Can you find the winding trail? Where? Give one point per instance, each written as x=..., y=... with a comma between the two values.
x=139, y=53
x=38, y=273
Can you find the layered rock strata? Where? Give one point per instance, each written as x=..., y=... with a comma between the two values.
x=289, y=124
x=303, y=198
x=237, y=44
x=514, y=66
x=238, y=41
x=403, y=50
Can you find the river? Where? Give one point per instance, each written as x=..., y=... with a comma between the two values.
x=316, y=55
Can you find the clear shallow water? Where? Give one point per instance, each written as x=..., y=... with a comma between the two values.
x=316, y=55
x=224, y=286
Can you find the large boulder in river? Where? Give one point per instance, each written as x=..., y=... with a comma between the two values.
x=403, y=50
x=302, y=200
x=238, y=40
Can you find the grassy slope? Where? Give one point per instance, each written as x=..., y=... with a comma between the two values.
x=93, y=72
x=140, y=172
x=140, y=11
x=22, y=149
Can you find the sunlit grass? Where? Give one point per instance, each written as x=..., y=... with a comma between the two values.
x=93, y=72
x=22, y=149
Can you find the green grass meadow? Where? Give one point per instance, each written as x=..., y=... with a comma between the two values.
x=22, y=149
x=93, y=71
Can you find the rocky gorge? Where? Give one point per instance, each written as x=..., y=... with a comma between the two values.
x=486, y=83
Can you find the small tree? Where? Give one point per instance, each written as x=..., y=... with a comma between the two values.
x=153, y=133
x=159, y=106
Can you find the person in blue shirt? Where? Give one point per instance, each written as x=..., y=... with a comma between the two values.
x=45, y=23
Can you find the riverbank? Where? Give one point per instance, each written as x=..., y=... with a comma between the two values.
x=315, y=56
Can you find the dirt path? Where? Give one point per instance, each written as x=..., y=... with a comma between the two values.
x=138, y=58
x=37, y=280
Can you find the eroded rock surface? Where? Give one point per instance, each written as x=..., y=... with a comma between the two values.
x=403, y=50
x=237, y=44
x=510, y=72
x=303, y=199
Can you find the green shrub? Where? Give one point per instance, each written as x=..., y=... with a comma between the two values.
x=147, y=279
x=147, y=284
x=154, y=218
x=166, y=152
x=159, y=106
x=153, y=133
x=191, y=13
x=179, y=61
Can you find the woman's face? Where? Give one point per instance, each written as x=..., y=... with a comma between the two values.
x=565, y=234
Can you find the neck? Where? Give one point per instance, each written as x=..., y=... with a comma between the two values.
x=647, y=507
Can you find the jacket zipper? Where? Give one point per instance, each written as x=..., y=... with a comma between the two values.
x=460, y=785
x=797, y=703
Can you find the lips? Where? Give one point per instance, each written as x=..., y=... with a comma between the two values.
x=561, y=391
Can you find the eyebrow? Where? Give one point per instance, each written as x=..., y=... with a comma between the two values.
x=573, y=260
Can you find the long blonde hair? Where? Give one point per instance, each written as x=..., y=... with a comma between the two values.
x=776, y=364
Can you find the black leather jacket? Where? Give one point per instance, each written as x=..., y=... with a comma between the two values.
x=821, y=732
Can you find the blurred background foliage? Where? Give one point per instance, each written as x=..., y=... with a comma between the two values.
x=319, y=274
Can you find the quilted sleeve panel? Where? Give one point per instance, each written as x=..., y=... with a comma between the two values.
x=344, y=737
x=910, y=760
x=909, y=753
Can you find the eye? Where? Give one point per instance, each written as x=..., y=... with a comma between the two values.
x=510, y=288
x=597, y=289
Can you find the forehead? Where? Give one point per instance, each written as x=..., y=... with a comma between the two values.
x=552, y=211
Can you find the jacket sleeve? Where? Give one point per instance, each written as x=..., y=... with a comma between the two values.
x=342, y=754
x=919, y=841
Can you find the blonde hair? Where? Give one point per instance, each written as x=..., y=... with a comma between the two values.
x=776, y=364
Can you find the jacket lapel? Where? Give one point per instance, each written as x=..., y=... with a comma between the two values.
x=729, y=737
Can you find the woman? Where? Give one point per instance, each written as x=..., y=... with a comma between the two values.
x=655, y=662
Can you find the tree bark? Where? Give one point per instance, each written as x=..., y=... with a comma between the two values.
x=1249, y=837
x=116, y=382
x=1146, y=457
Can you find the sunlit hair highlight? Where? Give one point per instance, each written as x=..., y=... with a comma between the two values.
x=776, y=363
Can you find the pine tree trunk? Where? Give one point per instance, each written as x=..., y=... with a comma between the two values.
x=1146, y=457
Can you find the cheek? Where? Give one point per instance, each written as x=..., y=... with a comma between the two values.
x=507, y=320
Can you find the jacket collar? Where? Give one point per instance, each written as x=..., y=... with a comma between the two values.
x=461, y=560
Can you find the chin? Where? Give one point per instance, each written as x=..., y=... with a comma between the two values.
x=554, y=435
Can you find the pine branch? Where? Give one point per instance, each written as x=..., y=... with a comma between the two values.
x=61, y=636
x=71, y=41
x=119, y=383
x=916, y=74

- - - - - - -

Goal:
Put the items starting at the line that contains "Can you find the large" and ending at the line that contains "x=647, y=507" into a two-column CSV with the header item_text,answer. Give one row per item, with its text and its answer each in a single quoted field and any line breaks replaced by spaces.

Response below:
item_text,answer
"Can you find the large boulder in river? Where? Give one point per instance, each written as x=..., y=... with a comma between the two values.","x=403, y=50 x=302, y=200 x=238, y=40"
"Can you find the grassy slope? Where? Give one point per instance, each written as x=..., y=... with a comma between the two values.","x=93, y=72 x=140, y=172 x=140, y=11 x=22, y=149"
"Can you find the sunlit grass? Where? Give one point per instance, each written as x=..., y=... with a comma between the two values.","x=93, y=72 x=22, y=149"
"Can you find the green grass meadow? Where? Give one point per instance, each written as x=..., y=... with a comma between the two values.","x=22, y=149 x=93, y=71"
"Can you find the rocky gorge? Where? Give one point per instance, each written as x=..., y=... with a comma between the two values.","x=486, y=83"
"Can you find the small tree? Where? Give one point per instance, each written as x=..., y=... with a comma between the two values.","x=153, y=133 x=159, y=106"
"Can you find the person in blue shirt? Where? Give one point per instance, each written as x=..., y=... with a comma between the two values.","x=45, y=23"
"Can you find the riverbank? Where? Give one point per instance, each written as x=..., y=... with a comma between the two values.","x=315, y=56"
"Can you find the dirt path? Where? Give one point per instance, each written as x=..., y=... with a comma between the two values.","x=138, y=58 x=37, y=280"
"Can you find the eroded rock surface? Where? Give one point per instance, each written as x=..., y=... with a comma between the two values.","x=403, y=50 x=237, y=44 x=510, y=72 x=303, y=199"
"Can you find the green shrub? Where? Give one point per instance, each written as x=..., y=... with a comma between the two values.","x=147, y=279 x=147, y=284 x=154, y=218 x=166, y=152 x=159, y=106 x=153, y=133 x=191, y=13 x=179, y=61"
"Can you find the woman's face? Where? Give one point per instance, each written as x=..., y=... with a comma between the two values.","x=565, y=234"
"Can you find the neck? Where? Give one point per instance, each written as x=..., y=... with a comma between the two values.","x=647, y=507"